### Entries provided ###
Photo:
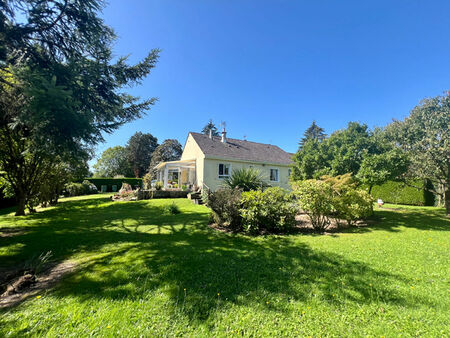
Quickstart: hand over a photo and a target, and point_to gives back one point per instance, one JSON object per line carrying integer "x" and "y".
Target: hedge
{"x": 400, "y": 193}
{"x": 109, "y": 182}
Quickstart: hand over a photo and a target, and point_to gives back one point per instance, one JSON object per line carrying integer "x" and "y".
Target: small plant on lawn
{"x": 225, "y": 204}
{"x": 246, "y": 179}
{"x": 315, "y": 198}
{"x": 173, "y": 209}
{"x": 273, "y": 210}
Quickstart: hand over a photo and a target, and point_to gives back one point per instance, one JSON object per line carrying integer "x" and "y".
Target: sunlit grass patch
{"x": 144, "y": 271}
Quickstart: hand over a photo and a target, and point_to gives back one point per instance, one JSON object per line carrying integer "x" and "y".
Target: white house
{"x": 207, "y": 160}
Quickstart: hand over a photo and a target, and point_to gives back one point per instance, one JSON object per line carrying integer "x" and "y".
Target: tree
{"x": 140, "y": 148}
{"x": 112, "y": 162}
{"x": 311, "y": 161}
{"x": 314, "y": 132}
{"x": 60, "y": 89}
{"x": 339, "y": 154}
{"x": 210, "y": 126}
{"x": 169, "y": 150}
{"x": 376, "y": 169}
{"x": 424, "y": 136}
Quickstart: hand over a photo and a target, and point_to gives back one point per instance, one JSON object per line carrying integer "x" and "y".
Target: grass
{"x": 145, "y": 271}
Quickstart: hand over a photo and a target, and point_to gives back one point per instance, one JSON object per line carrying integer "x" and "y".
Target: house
{"x": 207, "y": 160}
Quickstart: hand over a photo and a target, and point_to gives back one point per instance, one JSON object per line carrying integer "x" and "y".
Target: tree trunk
{"x": 21, "y": 202}
{"x": 447, "y": 200}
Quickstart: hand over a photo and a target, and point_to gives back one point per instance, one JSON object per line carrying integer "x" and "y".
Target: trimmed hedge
{"x": 399, "y": 193}
{"x": 109, "y": 182}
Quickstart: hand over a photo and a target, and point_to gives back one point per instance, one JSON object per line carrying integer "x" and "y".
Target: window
{"x": 224, "y": 170}
{"x": 274, "y": 175}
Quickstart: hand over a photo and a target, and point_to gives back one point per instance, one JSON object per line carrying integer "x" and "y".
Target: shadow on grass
{"x": 141, "y": 248}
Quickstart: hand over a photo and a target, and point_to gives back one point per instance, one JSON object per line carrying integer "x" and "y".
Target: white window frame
{"x": 278, "y": 175}
{"x": 218, "y": 170}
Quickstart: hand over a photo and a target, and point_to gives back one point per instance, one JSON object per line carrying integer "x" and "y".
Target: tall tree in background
{"x": 424, "y": 135}
{"x": 210, "y": 127}
{"x": 314, "y": 132}
{"x": 56, "y": 68}
{"x": 112, "y": 162}
{"x": 169, "y": 150}
{"x": 140, "y": 148}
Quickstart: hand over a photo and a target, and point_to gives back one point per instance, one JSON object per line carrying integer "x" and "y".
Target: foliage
{"x": 169, "y": 150}
{"x": 314, "y": 132}
{"x": 272, "y": 209}
{"x": 173, "y": 209}
{"x": 409, "y": 193}
{"x": 245, "y": 179}
{"x": 62, "y": 88}
{"x": 349, "y": 202}
{"x": 379, "y": 168}
{"x": 315, "y": 198}
{"x": 78, "y": 189}
{"x": 147, "y": 180}
{"x": 112, "y": 162}
{"x": 339, "y": 154}
{"x": 109, "y": 182}
{"x": 337, "y": 197}
{"x": 210, "y": 126}
{"x": 140, "y": 148}
{"x": 424, "y": 135}
{"x": 225, "y": 204}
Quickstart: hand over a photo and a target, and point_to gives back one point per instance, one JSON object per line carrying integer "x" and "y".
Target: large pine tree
{"x": 314, "y": 132}
{"x": 67, "y": 89}
{"x": 210, "y": 126}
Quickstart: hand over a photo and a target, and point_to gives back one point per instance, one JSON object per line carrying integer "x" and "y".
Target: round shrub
{"x": 315, "y": 198}
{"x": 225, "y": 204}
{"x": 272, "y": 209}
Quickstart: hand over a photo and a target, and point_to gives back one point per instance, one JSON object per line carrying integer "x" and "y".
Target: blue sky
{"x": 269, "y": 68}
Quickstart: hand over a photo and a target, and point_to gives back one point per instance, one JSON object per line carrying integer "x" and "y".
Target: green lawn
{"x": 145, "y": 272}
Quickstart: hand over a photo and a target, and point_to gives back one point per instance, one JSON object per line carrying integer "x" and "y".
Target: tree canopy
{"x": 67, "y": 90}
{"x": 424, "y": 136}
{"x": 314, "y": 132}
{"x": 140, "y": 148}
{"x": 112, "y": 162}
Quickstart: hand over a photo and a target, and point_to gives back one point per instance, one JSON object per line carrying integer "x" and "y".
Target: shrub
{"x": 400, "y": 193}
{"x": 315, "y": 198}
{"x": 272, "y": 209}
{"x": 173, "y": 209}
{"x": 245, "y": 179}
{"x": 352, "y": 205}
{"x": 225, "y": 204}
{"x": 147, "y": 180}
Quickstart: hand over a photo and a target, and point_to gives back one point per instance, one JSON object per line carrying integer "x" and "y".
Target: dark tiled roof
{"x": 235, "y": 149}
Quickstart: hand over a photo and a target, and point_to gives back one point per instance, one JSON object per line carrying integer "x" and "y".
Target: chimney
{"x": 224, "y": 135}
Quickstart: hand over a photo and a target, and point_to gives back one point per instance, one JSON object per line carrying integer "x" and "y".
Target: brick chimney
{"x": 224, "y": 135}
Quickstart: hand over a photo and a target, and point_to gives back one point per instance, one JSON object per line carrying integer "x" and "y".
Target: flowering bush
{"x": 272, "y": 209}
{"x": 315, "y": 198}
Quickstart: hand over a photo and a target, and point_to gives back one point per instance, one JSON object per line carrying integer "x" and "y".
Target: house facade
{"x": 207, "y": 160}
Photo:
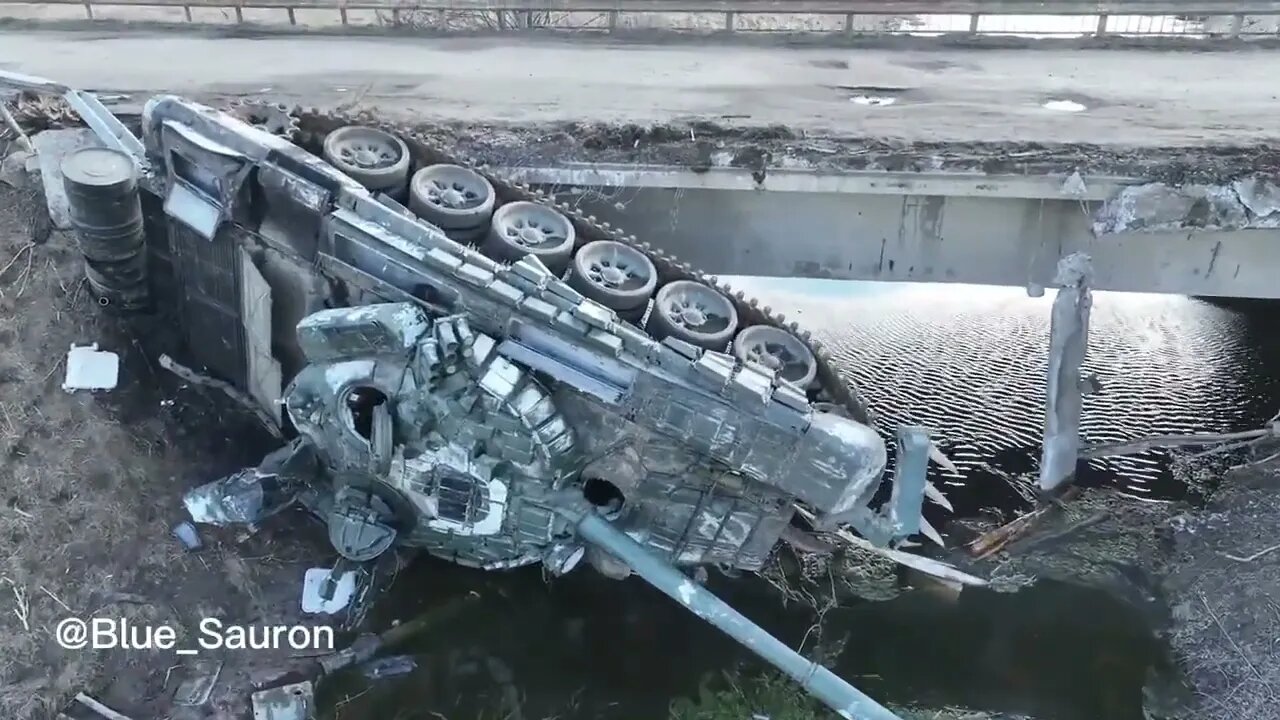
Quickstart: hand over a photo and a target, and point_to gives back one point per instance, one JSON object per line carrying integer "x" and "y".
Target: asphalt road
{"x": 1130, "y": 98}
###
:: The task ::
Transcribe the material above word for word; images do not belong in the copy.

:: Response ::
Photo:
Quickstart: hand over a photo and a target, and point_to gives back one point per instance, one JSON object per line carrying integer "x" and "y".
Target: hedge
{"x": 400, "y": 193}
{"x": 109, "y": 182}
Quickstart: hand over a photo and a target, and point_to gives back one point per instance, one JSON object per line carrying integer "x" and "y".
Target: small plant on lawn
{"x": 225, "y": 204}
{"x": 246, "y": 179}
{"x": 315, "y": 198}
{"x": 173, "y": 209}
{"x": 273, "y": 210}
Quickstart: hand over a photo and a target, and point_to gives back one point per instance, one JSON object per line carrying integer "x" and "y".
Target: sunlit grass patch
{"x": 144, "y": 271}
Quickstart: hand over a photo and a target, and point_to gives back one point per instance, one JSON object per line carrying integer "x" and "y".
Target: white house
{"x": 207, "y": 160}
Quickstart: hand over a photo and a target, and point_to gives back one point per instance, one JSON object per line carrying integer "x" and "y".
Target: tree
{"x": 140, "y": 148}
{"x": 112, "y": 162}
{"x": 311, "y": 161}
{"x": 314, "y": 132}
{"x": 60, "y": 89}
{"x": 339, "y": 154}
{"x": 210, "y": 126}
{"x": 169, "y": 150}
{"x": 376, "y": 169}
{"x": 424, "y": 136}
Quickstart: hand over a photo and a target, and point_to gives back one point per instance, one JSON object per line carrying integer "x" and "y".
Target: grass
{"x": 145, "y": 271}
Quickstart: hand over a photo and a target, and point_to gives back one point per instance, one JSON object per line carrying integer "x" and "y".
Target: house
{"x": 207, "y": 160}
Quickstart: hand over a photo and a target, and point_to gives back one point per instance, one JSON object per line carrying integer "x" and "y".
Target: tree trunk
{"x": 21, "y": 202}
{"x": 447, "y": 200}
Quickstart: hand over a photo and a target, and point_to gives back one point per instance, one JSON object per line carrying integer "x" and "y".
Target: trimmed hedge
{"x": 399, "y": 193}
{"x": 109, "y": 182}
Quickstart: hand over a photo and a target, and point_to gives back one point per instance, one JSON object per line carrying integer "x" and "y".
Target: window
{"x": 224, "y": 170}
{"x": 274, "y": 175}
Quickstart: hand over a photo and a target, and point_to gives back one point per instance, one JSON object per line carrying integer "x" and "y".
Target: shadow on grass
{"x": 141, "y": 248}
Quickstart: hand over a photo and a target, and point_to gives back one point per instance, one JSON object per line carrying integer "x" and "y".
Target: white window frame
{"x": 278, "y": 175}
{"x": 218, "y": 170}
Quickstart: hand over a photo and a target, and point_to gives back one point per instance, one JSON object per line carrying integer "x" and "y".
Target: tall tree in background
{"x": 424, "y": 135}
{"x": 210, "y": 127}
{"x": 314, "y": 132}
{"x": 56, "y": 68}
{"x": 112, "y": 162}
{"x": 169, "y": 150}
{"x": 140, "y": 148}
Quickstart: hand over a photo and a target, and point_to gives back one point per instance, one JSON object per line carrying integer "x" and "y".
Target: foliage
{"x": 169, "y": 150}
{"x": 314, "y": 132}
{"x": 272, "y": 209}
{"x": 173, "y": 209}
{"x": 409, "y": 193}
{"x": 245, "y": 179}
{"x": 62, "y": 88}
{"x": 349, "y": 202}
{"x": 379, "y": 168}
{"x": 315, "y": 198}
{"x": 78, "y": 189}
{"x": 147, "y": 180}
{"x": 112, "y": 162}
{"x": 339, "y": 154}
{"x": 109, "y": 182}
{"x": 337, "y": 197}
{"x": 210, "y": 126}
{"x": 140, "y": 148}
{"x": 424, "y": 135}
{"x": 225, "y": 204}
Quickstart: hand over a photo and a target, and point_to gives back one point per instance, one JSON object per line carrying integer "x" and "y".
Target: large pine tree
{"x": 314, "y": 132}
{"x": 67, "y": 89}
{"x": 210, "y": 126}
Quickstart: hand over a photo and a target, and point_to gives back one point per instance, one JSON object per line carrying integer "x" and "y".
Target: round shrub
{"x": 315, "y": 198}
{"x": 225, "y": 204}
{"x": 272, "y": 209}
Quickstart: hand over a photo and a target, and point_to gives back one point per instance, one JSON object per line carrying integer "x" and "y".
Target: blue sky
{"x": 269, "y": 68}
Quickstart: hand over a photo and a target, and point_to gives back one point per instance, one JSON object per line carrying integer "x" and "y".
Target: green lawn
{"x": 145, "y": 272}
Quickstart: hand over a photo and a target, and point_to gives back one point per instance, one JSON object per line carrying integer "x" and "y".
Target: tree canopy
{"x": 67, "y": 90}
{"x": 424, "y": 136}
{"x": 314, "y": 132}
{"x": 140, "y": 148}
{"x": 112, "y": 162}
Quickstart: hand over a photo and a target, and point_to gives back one point per instance, one JSON object per line carrying integer "x" and "y".
Target: shrub
{"x": 400, "y": 193}
{"x": 315, "y": 198}
{"x": 272, "y": 209}
{"x": 173, "y": 209}
{"x": 245, "y": 179}
{"x": 352, "y": 205}
{"x": 225, "y": 204}
{"x": 147, "y": 180}
Quickstart: hand over a photo and a target, and point_to gives back one point per instance, one JSON object per line carrying integer "x" and "y".
Target: dark tiled roof
{"x": 235, "y": 149}
Quickstart: hand over a photo and a target, and point_to gives back one point per instance, one JSON object per line carrying integer "x" and "y".
Target: chimney
{"x": 224, "y": 135}
Quickstart: hand over a photo and a target, and point_to gives back one point per instance, one JSON object per line carrying integer "x" and "y".
Target: brick chimney
{"x": 224, "y": 135}
Quickstart: hand over a photo and a target, and point_to gives back one point per instance, one JSON object per line carrying integer "x" and "y".
Target: flowering bush
{"x": 272, "y": 209}
{"x": 315, "y": 198}
Quickstart: hand over a photo and a target, and point_to gives back one point per instance, one JSON object per line carrying integer "x" and "y".
Target: house facade
{"x": 207, "y": 160}
Photo:
Quickstart: hand over a photo and a target, and point_to gives back one point per instance, one JSON object per line carrying integer "x" and "y".
Target: asphalt road
{"x": 1130, "y": 98}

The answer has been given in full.